++++ TEXT EXCERPT

Fine. We only drove the car on track, where the Octavia doesn’t really belong, but it nonetheless acquitted itself OK. The VAQ may have endowed it with a bit more mechanical traction – and thus more speed – but the few problems that existed with the normal vRS remain, largely because the damping, suspension geometry and whatever else hasn’t been touched. The steering (the rack is different, to account for the diff) is pointy but not massively communicative, and using the throttle – which is best left in Normal, smoother and easier to mediate that way – to trim your line mid-corner isn’t as effective as it should be.
Quick, though. And torquey. Good brakes, too. Actually, all the control weights are well-judged. The manual we drove (you can have a DSG if you want) has an easy, clean shift and the clutch is progressive. Like the standard car, it’s really rather good – and we suspect, better on-road – if a bit mature.
What about the rest of it?
It’s a normal vRS, which is a normal Octavia. Which is to say, practical, well-made, comfortable, and decent value. The 230 merits a £2,520 premium over a standard vRS in whatever form you take it – be it as a DSG or a manual, a hatch or estate – but you get nav, heated/electric seats, big wheels and other such niceties atop the headline mechanical upgrade.
Given all the extra kit, we’re tempted to say yes. Spec’ed up to the same level, a normal vRS is actually more expensive than a 230, it’s almost as if you get the power hike and diff thrown in gratuit.
£27,550 buys you an estate with a manual ‘box. A PP’d 5dr GTI is just south of £30k. Makes you think, huh?

++++++++
++++ MATERIAL SUPPLIED

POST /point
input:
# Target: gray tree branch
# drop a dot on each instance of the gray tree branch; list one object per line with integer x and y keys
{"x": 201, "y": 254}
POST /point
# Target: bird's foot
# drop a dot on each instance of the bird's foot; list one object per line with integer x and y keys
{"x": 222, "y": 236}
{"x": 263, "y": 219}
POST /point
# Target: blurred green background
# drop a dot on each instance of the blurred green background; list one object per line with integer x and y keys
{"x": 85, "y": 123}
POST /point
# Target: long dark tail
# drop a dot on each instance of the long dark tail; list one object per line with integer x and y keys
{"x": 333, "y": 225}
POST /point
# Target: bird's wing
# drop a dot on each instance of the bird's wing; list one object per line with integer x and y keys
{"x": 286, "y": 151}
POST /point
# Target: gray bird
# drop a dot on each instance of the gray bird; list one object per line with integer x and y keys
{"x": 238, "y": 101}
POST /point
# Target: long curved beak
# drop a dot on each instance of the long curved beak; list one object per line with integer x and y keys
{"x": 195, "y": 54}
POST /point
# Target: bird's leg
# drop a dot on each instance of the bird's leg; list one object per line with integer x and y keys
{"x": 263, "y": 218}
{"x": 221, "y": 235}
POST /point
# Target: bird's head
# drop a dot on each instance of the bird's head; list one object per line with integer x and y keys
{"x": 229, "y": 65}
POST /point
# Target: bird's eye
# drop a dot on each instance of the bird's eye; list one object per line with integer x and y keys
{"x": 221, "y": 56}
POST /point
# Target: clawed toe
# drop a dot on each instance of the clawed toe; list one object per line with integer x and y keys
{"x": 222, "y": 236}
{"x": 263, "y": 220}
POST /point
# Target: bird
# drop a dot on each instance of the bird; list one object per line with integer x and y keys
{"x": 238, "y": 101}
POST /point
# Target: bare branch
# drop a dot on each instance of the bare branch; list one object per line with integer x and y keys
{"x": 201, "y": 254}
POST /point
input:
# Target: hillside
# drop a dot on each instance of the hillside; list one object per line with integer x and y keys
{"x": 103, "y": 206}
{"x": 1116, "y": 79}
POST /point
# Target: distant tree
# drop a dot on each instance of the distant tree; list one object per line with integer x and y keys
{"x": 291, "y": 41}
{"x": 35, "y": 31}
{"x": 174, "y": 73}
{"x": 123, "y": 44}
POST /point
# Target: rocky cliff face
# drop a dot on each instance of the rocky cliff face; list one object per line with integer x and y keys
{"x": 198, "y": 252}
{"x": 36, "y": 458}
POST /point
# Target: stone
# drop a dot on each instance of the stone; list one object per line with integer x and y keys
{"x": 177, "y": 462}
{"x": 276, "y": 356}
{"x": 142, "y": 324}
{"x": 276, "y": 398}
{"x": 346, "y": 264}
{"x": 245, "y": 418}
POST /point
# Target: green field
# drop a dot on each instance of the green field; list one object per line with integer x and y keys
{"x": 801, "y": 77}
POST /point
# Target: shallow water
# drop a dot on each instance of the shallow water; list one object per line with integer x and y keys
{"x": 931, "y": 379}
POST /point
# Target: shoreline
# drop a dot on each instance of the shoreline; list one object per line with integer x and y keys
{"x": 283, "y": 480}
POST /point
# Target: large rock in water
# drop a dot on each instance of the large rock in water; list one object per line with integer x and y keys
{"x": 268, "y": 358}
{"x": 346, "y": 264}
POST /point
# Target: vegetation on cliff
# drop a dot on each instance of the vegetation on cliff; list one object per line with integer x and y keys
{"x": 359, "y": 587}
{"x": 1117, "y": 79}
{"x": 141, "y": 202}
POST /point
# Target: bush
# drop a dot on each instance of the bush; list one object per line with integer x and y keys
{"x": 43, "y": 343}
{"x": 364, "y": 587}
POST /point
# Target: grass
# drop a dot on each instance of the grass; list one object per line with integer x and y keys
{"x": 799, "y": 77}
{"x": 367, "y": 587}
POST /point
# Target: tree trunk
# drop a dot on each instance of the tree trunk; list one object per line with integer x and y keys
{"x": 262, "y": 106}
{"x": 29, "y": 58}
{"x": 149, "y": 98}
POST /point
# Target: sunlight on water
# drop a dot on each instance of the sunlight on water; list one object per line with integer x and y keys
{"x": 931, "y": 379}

++++++++

> [EXERCISE INSTRUCTIONS]:
1/ Reproduce the stretch of the Octavia review from "What about the" through "headline mechanical upgrade.".
2/ In the Octavia review, how large a premium does the 230 command over a standard vRS?

> [SOLVED TASKS]:
1/
What about the rest of it?
It’s a normal vRS, which is a normal Octavia. Which is to say, practical, well-made, comfortable, and decent value. The 230 merits a £2,520 premium over a standard vRS in whatever form you take it – be it as a DSG or a manual, a hatch or estate – but you get nav, heated/electric seats, big wheels and other such niceties atop the headline mechanical upgrade.

2/ £2,520